— Stated problem —
Rewrite the data below as a numbered list, omitting blank lines and leaving out the pictures.

Dataset records:
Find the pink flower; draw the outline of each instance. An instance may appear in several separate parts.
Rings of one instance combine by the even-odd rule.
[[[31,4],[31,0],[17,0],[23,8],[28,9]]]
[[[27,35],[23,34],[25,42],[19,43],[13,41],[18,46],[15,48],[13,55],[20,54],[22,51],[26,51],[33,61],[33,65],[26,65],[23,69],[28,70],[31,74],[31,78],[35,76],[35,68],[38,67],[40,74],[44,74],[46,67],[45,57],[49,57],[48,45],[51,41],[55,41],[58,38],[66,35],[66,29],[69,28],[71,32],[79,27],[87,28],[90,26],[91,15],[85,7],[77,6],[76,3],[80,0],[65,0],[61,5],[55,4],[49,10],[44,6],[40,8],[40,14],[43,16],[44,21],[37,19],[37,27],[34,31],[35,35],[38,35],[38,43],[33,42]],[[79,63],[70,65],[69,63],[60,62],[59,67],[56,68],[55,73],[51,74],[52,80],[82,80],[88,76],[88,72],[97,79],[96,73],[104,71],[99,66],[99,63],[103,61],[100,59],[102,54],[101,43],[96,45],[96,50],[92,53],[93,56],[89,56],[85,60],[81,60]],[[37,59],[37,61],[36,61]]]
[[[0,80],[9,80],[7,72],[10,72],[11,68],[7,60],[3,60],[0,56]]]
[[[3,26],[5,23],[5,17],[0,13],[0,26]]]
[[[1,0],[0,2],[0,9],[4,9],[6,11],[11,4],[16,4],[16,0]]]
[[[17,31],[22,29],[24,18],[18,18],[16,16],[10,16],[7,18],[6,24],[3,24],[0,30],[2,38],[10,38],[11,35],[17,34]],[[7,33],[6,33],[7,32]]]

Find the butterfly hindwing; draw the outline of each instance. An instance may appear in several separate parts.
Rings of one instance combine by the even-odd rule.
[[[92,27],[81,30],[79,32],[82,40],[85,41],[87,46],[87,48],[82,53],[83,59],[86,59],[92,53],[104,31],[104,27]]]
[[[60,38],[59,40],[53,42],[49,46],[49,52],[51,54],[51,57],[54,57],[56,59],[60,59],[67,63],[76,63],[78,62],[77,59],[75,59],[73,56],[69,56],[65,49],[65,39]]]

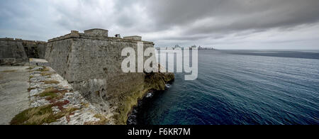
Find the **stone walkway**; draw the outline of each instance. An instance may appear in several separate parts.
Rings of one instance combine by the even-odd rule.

— Written reply —
1. Find the pink flower; draw the outline of each instance. An instance may appear in several separate parts.
2. Rings of one instance combine by the even-odd rule.
3. [[[31,4],[31,0],[17,0],[23,8],[28,9]]]
4. [[[27,35],[23,34],[25,42],[19,43],[13,41],[18,46],[15,48],[13,55],[20,54],[22,51],[26,51],[33,61],[33,65],[26,65],[23,69],[28,70],[31,74],[31,78],[35,76],[35,68],[38,67],[40,74],[44,74],[46,67],[45,57],[49,57],[48,45],[51,41],[55,41],[58,38],[66,35],[66,29],[69,28],[71,32],[79,27],[87,28],[90,26],[91,15],[85,7],[77,6],[76,3],[80,0],[65,0],[61,5],[55,4],[49,10],[44,6],[40,8],[40,14],[43,16],[44,21],[37,19],[37,27],[34,31],[35,35],[38,35],[38,43],[33,42]],[[79,63],[70,65],[69,63],[60,62],[59,67],[56,68],[55,73],[51,74],[52,80],[82,80],[88,76],[88,72],[97,79],[96,73],[104,71],[99,66],[99,63],[103,61],[100,59],[102,54],[101,43],[96,45],[96,50],[92,53],[93,56],[89,56],[85,60],[81,60]],[[37,59],[37,61],[36,61]]]
5. [[[0,80],[9,80],[7,72],[10,72],[11,68],[7,60],[3,60],[0,56]]]
6. [[[3,26],[5,23],[5,17],[0,13],[0,26]]]
7. [[[1,0],[0,2],[0,9],[4,9],[6,11],[11,4],[16,4],[16,0]]]
8. [[[17,31],[22,29],[24,18],[18,18],[16,16],[10,16],[7,18],[6,24],[3,24],[0,30],[2,38],[10,38],[11,35],[17,34]],[[7,33],[6,33],[7,32]]]
9. Find the butterfly hindwing; draw the outline of each instance. An instance may appear in several separate parts.
10. Rings of one instance combine by the even-odd rule.
11. [[[92,27],[81,30],[79,32],[82,40],[85,41],[87,46],[87,48],[82,53],[83,59],[86,59],[92,53],[104,31],[104,27]]]
12. [[[60,38],[59,40],[53,42],[49,46],[49,52],[51,54],[51,57],[54,57],[56,59],[60,59],[67,63],[76,63],[78,62],[77,59],[75,59],[73,56],[69,56],[65,49],[65,39]]]
13. Find the **stone walkway**; draw the outline of each instance. An instance may appear in several separate parts.
14. Rings of one instance combine by the even-odd rule.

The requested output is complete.